Chart of a crude oil price spike from the 2026 Iran war fading back down — Wisdom Trading market commentary on transitory inflation

The May inflation report landed with a thud: headline CPI rose to 4.2% year over year, the highest reading since April 2023. A day later, the Federal Reserve held rates at 3.50–3.75% and published a fresh set of projections that leaned, if anything, toward another hike. The tape says inflation is back. We think the tape is reading the wrong line.

Look under the hood of that 4.2% print and you find something far narrower — and far more fixable — than the broad, demand-driven inflation of 2021–22. This was an oil shock. And the shock is already reversing.

A word that earned its bad reputation

“Transitory” became a punchline in 2022, and deservedly so. The inflation of 2021–22 was broad-based and demand-driven, fueled by stimulus and a money-supply surge that touched nearly every category in the basket. Calling that transitory was a forecasting error. What we have now is the opposite kind of inflation: a single, identifiable, external supply shock with a clear start date and — increasingly — a clear end date.

▸ Data listing
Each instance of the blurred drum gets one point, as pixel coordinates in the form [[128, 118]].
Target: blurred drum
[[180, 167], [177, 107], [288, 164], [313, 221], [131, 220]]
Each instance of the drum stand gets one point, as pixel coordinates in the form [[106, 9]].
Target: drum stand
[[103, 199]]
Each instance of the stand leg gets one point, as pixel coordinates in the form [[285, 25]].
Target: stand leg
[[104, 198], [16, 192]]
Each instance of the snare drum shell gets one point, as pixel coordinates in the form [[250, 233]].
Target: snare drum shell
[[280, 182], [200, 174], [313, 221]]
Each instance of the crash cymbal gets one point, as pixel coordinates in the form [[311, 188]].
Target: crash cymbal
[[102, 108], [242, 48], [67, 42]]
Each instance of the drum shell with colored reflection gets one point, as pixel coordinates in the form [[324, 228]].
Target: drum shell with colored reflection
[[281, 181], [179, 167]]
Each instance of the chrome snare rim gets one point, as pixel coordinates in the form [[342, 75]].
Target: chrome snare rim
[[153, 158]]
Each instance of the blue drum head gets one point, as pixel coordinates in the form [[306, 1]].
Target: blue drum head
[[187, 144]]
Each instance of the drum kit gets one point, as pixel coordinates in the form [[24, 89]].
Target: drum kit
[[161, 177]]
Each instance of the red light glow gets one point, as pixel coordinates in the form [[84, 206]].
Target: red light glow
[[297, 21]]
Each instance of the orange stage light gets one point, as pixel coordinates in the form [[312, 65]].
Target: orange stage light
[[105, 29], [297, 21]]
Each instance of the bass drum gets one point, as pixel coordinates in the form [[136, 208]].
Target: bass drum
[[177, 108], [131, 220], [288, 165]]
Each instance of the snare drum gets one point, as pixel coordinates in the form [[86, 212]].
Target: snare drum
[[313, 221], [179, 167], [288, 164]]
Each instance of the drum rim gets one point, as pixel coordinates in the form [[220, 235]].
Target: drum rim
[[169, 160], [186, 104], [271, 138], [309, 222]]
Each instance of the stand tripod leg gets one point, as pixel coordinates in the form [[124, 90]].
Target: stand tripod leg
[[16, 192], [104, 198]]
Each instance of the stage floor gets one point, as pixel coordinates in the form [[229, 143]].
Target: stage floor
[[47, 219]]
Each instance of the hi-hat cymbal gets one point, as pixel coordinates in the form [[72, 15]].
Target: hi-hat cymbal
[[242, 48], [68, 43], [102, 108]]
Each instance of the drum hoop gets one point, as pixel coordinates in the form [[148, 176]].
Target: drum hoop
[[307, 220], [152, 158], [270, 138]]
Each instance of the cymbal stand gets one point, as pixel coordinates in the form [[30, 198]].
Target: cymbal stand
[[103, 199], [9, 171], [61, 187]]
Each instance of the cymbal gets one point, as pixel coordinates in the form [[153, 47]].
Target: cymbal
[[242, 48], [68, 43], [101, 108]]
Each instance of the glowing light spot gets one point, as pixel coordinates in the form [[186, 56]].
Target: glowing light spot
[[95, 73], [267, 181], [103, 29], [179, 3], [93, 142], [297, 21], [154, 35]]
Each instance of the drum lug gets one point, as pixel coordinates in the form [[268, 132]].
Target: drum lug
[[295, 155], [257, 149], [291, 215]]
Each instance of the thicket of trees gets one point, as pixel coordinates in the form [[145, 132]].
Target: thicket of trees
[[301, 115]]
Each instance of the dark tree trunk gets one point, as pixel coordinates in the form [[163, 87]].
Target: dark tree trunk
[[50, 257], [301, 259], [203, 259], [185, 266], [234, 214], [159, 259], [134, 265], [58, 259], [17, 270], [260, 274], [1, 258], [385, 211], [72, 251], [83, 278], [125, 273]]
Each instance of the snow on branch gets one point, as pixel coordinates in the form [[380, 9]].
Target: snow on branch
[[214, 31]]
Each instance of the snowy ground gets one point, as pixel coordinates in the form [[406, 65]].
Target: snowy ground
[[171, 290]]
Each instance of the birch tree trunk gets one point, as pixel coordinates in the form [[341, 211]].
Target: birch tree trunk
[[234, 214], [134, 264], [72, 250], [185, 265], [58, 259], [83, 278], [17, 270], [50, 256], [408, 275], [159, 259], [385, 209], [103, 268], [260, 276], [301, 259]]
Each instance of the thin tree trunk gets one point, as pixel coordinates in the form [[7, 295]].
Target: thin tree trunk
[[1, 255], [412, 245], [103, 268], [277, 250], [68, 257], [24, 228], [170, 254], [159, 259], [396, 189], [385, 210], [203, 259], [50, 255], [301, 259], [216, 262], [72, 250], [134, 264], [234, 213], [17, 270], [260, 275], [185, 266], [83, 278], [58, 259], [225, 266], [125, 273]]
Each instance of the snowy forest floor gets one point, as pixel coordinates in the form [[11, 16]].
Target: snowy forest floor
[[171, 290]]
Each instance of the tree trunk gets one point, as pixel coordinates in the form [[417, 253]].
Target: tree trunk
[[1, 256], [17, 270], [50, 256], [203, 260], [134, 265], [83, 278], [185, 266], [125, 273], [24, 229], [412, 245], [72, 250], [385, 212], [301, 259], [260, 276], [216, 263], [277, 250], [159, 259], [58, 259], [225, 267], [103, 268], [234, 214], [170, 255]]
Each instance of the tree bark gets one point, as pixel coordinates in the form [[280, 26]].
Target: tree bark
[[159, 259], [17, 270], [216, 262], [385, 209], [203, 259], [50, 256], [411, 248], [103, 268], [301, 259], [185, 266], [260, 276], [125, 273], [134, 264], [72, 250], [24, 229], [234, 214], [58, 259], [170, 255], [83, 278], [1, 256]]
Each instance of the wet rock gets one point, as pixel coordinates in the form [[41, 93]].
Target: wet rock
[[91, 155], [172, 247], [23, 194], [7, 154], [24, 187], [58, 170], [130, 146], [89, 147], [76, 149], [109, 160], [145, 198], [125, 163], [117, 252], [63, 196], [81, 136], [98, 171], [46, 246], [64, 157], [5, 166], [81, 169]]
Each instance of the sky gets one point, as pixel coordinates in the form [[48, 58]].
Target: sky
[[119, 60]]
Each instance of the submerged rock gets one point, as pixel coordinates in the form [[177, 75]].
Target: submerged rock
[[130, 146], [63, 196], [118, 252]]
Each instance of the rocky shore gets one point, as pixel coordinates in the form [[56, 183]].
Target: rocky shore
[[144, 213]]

▸ What you will do
Retype the passage of the market commentary on the May inflation report from "A word that" up to and including "clear end date.".

▸ Exercise output
A word that earned its bad reputation

“Transitory” became a punchline in 2022, and deservedly so. The inflation of 2021–22 was broad-based and demand-driven, fueled by stimulus and a money-supply surge that touched nearly every category in the basket. Calling that transitory was a forecasting error. What we have now is the opposite kind of inflation: a single, identifiable, external supply shock with a clear start date and — increasingly — a clear end date.